- **ENTRIES SUPPLIED**:
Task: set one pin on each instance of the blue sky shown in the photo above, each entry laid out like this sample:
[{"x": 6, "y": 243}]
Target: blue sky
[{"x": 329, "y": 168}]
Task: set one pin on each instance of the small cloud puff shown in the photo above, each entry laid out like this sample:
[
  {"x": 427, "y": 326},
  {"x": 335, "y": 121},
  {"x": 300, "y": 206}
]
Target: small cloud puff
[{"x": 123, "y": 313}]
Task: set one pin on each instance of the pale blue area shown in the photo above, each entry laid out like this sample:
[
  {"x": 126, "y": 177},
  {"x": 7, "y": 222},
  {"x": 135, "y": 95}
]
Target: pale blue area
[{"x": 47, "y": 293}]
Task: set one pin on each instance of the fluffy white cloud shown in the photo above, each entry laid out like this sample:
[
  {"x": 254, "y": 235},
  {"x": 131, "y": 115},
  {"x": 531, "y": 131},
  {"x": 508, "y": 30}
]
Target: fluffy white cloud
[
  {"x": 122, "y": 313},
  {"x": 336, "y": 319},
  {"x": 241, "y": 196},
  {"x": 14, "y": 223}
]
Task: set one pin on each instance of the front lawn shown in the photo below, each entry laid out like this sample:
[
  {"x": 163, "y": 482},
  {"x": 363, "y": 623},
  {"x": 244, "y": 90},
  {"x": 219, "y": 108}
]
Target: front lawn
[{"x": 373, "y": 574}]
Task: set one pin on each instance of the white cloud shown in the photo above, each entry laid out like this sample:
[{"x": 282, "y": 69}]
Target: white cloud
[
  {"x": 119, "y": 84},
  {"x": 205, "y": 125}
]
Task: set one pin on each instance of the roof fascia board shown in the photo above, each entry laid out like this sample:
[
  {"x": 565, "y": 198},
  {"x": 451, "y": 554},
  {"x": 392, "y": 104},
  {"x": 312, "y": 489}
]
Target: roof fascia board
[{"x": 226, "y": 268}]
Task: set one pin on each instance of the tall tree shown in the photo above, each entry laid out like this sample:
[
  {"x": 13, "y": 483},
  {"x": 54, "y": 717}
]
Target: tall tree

- **JOB**: Reproduce all of the records above, substituting "marker" for every occurrence of "pin" and leaving everything else unchanged.

- **RESPONSE BELOW**:
Task: set one marker on each instance of the blue sky shown in the photo above, each entry laid out like this sample:
[{"x": 6, "y": 243}]
Target: blue sky
[{"x": 329, "y": 168}]
Task: set one marker on each instance of the small cloud puff shown in the photo above, each entry laid out like this sample:
[
  {"x": 427, "y": 326},
  {"x": 335, "y": 121},
  {"x": 300, "y": 206}
]
Target: small cloud puff
[{"x": 123, "y": 313}]
Task: set one marker on each instance of the pale blue area shown in the photo above, each entry laid out like this sample:
[
  {"x": 126, "y": 177},
  {"x": 7, "y": 222},
  {"x": 135, "y": 95}
]
Target: pale blue area
[{"x": 47, "y": 293}]
Task: set one marker on each instance of the fluffy white cloud shown in the photo above, each entry laid out like this sample:
[
  {"x": 254, "y": 235},
  {"x": 131, "y": 115},
  {"x": 531, "y": 131},
  {"x": 508, "y": 30}
]
Target: fluffy white cloud
[
  {"x": 122, "y": 313},
  {"x": 336, "y": 319},
  {"x": 241, "y": 196},
  {"x": 14, "y": 223}
]
Task: set one marker on each instance of the front lawn shown in the photo below, each entry laid out like this sample:
[
  {"x": 163, "y": 482},
  {"x": 363, "y": 623},
  {"x": 244, "y": 90},
  {"x": 219, "y": 108}
]
Target: front lawn
[{"x": 373, "y": 574}]
Task: set one marker on each instance of the white cloud shown in the photo above, each entry laid out like this sample:
[{"x": 282, "y": 69}]
Target: white cloud
[
  {"x": 119, "y": 84},
  {"x": 205, "y": 125}
]
Task: set one marker on each instance of the roof fascia board shown in the photo above, each entry laid out like this sample:
[
  {"x": 565, "y": 198},
  {"x": 451, "y": 554},
  {"x": 392, "y": 104},
  {"x": 312, "y": 489}
]
Target: roof fascia board
[{"x": 226, "y": 268}]
Task: set one marker on each instance of the tall tree shown in the photo above, each entry laid out like this sample:
[
  {"x": 13, "y": 483},
  {"x": 54, "y": 717}
]
Target: tall tree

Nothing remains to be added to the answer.